* [INPUT FOR THIS TASK]
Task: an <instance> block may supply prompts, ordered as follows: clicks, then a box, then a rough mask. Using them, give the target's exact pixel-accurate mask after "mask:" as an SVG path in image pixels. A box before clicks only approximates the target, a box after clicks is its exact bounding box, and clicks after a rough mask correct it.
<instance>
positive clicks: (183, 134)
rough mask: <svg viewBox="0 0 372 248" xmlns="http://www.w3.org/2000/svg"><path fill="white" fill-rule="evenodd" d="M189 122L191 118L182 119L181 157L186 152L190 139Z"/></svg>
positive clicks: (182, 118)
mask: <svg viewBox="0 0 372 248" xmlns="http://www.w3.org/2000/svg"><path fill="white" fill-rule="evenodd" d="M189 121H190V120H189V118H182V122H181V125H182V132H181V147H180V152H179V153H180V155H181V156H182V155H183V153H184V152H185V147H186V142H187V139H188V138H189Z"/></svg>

* [PROMPT] Quote, without alteration, the final stretch of the entries: the line with "positive clicks: (183, 134)" onward to the last line.

* [ANSWER TO THIS TASK]
positive clicks: (183, 134)
rough mask: <svg viewBox="0 0 372 248" xmlns="http://www.w3.org/2000/svg"><path fill="white" fill-rule="evenodd" d="M189 122L191 118L182 119L181 157L186 152L190 139Z"/></svg>
positive clicks: (182, 118)
mask: <svg viewBox="0 0 372 248" xmlns="http://www.w3.org/2000/svg"><path fill="white" fill-rule="evenodd" d="M189 121H190V120H189V118H182V122H181V125H182V132H181V147H180V152H179V153H180V155H181V156H182V155H183V153H184V152H185V147H186V142H187V139H188V138H189Z"/></svg>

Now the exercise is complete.